> **Text excerpt**:
----

- cross-posted to:
- [email protected]
- cross-posted to:
- [email protected]
EDIT: It’s honestly hard to believe how intense and personal some of the hostility in this thread is. I understand objecting to something when there is a valid concern, especially about ethics or consent. But this is something else entirely. It feels less like people are engaging with the actual work and more like they are reacting to the mere presence of AI in any form, regardless of context.
I don’t think LLMs are universally good or bad. I think they are very very bad at a large number of things, especially when people try to use them as shortcuts in places where care, originality, or expertise (or human understanding and subsequent empathy) are required. But they are also extremely effective in other use cases when used with skill, intention, and thought. That is the position I hold. It is nuanced. It does not dismiss the criticisms people have raised, but it also does not treat every use of the technology as automatically unethical or invalid.
What I did was not a random one-line prompt into a generator. I gave deliberate, specific instructions about pose, anatomy, style, and tone. I gave feedback. I adjusted the inputs. I guided it through a process that produced something unique and original. The result is not a collage of stolen images. It is not a copy of anything that has ever existed. That is important context, and it is constantly ignored in these arguments.
There is a real difference between raising concerns in good faith and launching personal attacks at people who use a tool in a considered way. The people jumping into these threads with moral outrage are not engaging in objective analysis. They are repeating talking points as if AI art is some kind of singular personal enemy. It often feels like they are reacting based on something they heard someone else say, rather than thinking critically about what is in front of them.

----

Saved entries:
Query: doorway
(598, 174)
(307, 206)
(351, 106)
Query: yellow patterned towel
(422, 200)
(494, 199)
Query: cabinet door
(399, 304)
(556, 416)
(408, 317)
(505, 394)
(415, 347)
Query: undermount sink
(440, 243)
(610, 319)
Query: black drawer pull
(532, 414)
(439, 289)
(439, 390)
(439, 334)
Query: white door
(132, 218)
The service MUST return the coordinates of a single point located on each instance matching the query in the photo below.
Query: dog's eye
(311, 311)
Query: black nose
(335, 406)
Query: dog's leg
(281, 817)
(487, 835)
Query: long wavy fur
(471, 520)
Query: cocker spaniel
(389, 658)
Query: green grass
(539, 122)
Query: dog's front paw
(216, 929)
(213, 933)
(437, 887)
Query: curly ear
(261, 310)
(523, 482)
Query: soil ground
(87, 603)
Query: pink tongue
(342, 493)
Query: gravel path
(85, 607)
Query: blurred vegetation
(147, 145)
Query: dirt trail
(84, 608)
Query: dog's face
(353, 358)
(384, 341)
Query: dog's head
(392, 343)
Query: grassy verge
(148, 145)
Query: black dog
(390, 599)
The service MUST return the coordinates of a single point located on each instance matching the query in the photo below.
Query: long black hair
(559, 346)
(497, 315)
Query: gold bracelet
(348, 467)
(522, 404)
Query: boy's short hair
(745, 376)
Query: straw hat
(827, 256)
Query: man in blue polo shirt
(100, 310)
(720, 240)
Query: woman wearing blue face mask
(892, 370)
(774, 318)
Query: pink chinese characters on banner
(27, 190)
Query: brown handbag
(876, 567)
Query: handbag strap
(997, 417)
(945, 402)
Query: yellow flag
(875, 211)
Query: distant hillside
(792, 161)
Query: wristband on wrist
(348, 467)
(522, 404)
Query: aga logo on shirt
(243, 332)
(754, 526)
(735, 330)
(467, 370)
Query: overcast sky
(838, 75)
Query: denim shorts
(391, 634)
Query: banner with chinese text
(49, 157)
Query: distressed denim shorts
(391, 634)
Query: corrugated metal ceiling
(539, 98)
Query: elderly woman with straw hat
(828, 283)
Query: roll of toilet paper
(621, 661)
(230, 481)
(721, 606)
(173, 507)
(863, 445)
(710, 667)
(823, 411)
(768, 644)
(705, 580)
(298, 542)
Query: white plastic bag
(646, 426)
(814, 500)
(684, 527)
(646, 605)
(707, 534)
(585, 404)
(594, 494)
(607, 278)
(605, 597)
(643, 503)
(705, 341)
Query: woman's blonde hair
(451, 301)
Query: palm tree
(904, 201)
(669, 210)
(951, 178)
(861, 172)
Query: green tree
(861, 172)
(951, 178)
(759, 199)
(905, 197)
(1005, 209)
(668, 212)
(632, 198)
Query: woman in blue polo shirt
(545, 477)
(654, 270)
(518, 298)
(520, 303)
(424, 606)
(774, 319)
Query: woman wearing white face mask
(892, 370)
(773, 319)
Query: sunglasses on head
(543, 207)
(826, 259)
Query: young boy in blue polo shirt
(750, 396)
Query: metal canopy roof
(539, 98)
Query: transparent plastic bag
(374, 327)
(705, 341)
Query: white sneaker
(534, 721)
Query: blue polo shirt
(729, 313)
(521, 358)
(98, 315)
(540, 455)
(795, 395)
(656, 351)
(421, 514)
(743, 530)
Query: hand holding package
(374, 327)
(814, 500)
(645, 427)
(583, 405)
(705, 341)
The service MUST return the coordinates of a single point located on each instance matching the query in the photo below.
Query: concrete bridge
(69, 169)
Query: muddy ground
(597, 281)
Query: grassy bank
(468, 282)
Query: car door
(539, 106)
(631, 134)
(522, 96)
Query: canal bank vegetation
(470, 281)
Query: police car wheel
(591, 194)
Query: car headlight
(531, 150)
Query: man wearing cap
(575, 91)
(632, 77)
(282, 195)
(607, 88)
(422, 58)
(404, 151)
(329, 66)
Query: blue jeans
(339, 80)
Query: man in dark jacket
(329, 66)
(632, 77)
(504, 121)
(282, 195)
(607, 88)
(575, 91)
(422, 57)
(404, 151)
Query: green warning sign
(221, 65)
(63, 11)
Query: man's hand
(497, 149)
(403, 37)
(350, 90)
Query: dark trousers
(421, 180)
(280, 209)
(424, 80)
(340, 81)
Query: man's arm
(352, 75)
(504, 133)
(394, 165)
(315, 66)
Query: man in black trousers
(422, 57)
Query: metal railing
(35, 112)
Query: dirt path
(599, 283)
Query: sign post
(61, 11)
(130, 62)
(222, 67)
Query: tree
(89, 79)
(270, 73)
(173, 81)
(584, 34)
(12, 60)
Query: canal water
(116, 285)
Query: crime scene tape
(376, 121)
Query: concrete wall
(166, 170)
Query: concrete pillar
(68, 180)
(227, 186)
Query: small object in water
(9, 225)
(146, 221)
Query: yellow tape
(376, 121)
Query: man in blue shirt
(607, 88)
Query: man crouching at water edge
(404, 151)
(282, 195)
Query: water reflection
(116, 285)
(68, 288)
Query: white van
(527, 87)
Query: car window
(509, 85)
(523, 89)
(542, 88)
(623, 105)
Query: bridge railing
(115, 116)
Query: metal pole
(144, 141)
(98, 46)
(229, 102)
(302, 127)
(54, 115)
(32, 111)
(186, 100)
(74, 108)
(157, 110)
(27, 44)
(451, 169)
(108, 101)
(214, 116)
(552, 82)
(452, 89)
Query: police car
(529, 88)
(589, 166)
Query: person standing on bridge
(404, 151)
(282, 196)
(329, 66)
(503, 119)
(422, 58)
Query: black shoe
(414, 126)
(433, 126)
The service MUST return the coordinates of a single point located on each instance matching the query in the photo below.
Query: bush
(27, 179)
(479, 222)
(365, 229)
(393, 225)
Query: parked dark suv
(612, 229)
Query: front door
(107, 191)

----

> **Apply what you read**:
1. Using the post about hostility toward AI art, decide whether each statement agrees with it: (a) The writer considers LLMs universally bad. (b) The writer gave feedback while producing the image. (c) The writer calls the result a collage of existing images. Answer yes or no for each, quoting the words of the post that decide it.
2. From the post about hostility toward AI art, extract the stretch from "There is a real" through "front of them.".

> **Answer set**:
1.
(a) No: "I don’t think LLMs are universally good or bad."
(b) Yes: "I gave feedback."
(c) No: "The result is not a collage of stolen images."

2.
There is a real difference between raising concerns in good faith and launching personal attacks at people who use a tool in a considered way. The people jumping into these threads with moral outrage are not engaging in objective analysis. They are repeating talking points as if AI art is some kind of singular personal enemy. It often feels like they are reacting based on something they heard someone else say, rather than thinking critically about what is in front of them.